→ OBJECTIF
D'après l'extrait de page consacré au prince Léopold, grâce à quelles notes entrevoit-on aujourd'hui la vérité sur son refus ?

→ EXTRAIT DE PAGE
Voilà les choses réglées, quelle va être la conduite du prince Léopold ? C’est ici que commencent ses indécisions, suivies bientôt d’un refus qui a donné lieu aux explications les plus diverses et attiré sur le prince des accusations véhémentes. La vérité (on l’entrevoit aujourd’hui par les notes de Stockmar), c’est que deux ou trois pointes très fines, très aiguës et légèrement empoisonnées lui avaient été piquées au flanc par la main du comte Capodistrias.

→ DONNÉES EXTRAITES
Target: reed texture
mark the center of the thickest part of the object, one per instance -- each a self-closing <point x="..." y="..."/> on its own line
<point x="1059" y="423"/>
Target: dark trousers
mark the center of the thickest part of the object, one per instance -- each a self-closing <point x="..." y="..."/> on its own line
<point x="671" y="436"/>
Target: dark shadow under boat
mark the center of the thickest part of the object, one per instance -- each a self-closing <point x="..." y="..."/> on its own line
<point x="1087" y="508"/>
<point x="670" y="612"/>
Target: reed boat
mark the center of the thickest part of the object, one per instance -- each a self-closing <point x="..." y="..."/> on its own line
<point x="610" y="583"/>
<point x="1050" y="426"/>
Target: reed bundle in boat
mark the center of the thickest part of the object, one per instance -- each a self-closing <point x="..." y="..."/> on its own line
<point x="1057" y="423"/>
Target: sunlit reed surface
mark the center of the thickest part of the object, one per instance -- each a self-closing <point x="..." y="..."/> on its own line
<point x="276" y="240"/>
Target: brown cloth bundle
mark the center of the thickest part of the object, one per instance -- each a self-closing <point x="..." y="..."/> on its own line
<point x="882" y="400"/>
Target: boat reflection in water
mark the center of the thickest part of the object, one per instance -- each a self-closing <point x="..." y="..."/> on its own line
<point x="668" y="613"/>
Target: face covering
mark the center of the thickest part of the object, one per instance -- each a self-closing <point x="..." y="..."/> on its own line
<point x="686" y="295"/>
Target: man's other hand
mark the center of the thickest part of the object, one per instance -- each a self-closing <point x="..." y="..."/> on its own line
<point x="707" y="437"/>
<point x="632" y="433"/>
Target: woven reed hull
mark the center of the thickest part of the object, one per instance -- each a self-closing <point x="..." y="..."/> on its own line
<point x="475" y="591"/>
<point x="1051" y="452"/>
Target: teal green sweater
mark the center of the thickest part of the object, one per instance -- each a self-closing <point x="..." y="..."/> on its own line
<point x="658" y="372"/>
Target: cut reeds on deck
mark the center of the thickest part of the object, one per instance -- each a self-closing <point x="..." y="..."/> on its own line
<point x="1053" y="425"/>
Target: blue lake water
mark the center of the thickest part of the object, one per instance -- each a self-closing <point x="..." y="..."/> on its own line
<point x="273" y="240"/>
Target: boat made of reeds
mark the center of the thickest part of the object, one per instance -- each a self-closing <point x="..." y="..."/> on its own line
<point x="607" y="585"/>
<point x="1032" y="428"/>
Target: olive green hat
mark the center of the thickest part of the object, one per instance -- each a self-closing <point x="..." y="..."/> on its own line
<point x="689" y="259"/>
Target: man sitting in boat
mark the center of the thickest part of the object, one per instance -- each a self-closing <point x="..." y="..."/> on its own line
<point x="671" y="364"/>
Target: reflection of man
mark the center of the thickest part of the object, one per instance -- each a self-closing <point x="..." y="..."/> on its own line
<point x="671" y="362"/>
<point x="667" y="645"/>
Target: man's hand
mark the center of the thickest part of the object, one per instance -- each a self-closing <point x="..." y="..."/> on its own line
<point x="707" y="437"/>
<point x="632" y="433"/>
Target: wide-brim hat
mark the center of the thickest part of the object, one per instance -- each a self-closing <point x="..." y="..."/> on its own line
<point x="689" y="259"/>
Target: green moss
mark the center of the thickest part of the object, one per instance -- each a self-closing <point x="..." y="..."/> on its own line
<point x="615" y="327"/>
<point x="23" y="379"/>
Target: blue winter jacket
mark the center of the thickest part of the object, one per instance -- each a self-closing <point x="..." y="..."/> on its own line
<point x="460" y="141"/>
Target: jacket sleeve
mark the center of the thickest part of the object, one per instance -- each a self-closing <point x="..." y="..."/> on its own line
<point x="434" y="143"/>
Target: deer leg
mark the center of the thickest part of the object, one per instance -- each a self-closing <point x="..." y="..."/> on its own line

→ RÉPONSE
Grâce aux notes de Stockmar.